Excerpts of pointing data
════════════════

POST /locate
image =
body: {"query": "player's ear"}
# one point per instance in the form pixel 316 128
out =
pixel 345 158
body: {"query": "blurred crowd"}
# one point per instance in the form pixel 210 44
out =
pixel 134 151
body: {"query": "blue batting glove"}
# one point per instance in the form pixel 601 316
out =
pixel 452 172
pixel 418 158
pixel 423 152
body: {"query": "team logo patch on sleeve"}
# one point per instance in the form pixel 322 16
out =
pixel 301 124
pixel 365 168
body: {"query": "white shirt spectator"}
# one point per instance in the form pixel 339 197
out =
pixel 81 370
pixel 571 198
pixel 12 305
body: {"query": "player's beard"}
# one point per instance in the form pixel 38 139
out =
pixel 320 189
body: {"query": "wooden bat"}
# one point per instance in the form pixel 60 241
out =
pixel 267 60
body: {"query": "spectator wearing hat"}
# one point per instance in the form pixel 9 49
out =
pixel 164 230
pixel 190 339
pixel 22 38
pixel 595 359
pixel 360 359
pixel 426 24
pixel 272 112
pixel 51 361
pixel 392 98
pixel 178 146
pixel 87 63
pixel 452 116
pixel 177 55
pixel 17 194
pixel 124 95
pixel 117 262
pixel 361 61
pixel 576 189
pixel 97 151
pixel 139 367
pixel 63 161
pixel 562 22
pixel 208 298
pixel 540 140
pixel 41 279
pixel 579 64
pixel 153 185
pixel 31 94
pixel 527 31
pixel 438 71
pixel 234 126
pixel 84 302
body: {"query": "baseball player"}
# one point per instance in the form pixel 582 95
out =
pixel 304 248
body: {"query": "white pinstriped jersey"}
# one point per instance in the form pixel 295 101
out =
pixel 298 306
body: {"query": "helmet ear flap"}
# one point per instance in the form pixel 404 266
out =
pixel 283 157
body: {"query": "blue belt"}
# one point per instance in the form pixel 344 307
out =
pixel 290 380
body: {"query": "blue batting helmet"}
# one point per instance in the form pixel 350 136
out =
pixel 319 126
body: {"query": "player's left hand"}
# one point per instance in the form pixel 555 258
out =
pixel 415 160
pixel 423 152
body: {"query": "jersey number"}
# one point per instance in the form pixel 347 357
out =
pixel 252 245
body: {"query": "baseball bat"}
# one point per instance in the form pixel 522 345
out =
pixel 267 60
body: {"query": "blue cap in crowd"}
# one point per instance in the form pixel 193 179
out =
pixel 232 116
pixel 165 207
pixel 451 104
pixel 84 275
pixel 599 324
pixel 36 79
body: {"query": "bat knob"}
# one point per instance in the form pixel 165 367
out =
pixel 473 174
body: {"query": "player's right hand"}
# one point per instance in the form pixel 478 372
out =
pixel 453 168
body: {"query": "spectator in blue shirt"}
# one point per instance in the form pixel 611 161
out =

════════════════

Work required
Copy the rows from their first line through the line containing "pixel 365 168", with both ends included, matching every character.

Result below
POST /locate
image =
body: {"query": "player's ear"}
# one point per instance in the form pixel 316 128
out =
pixel 345 158
body: {"query": "blurred crowd"}
# one point per instance in the form pixel 210 44
out =
pixel 134 151
body: {"query": "blue batting glove"}
# one point per instance in the form pixel 601 316
out =
pixel 452 172
pixel 418 158
pixel 423 152
body: {"query": "team logo patch on sleeve"}
# one point per instance in the form pixel 322 16
out =
pixel 301 124
pixel 365 168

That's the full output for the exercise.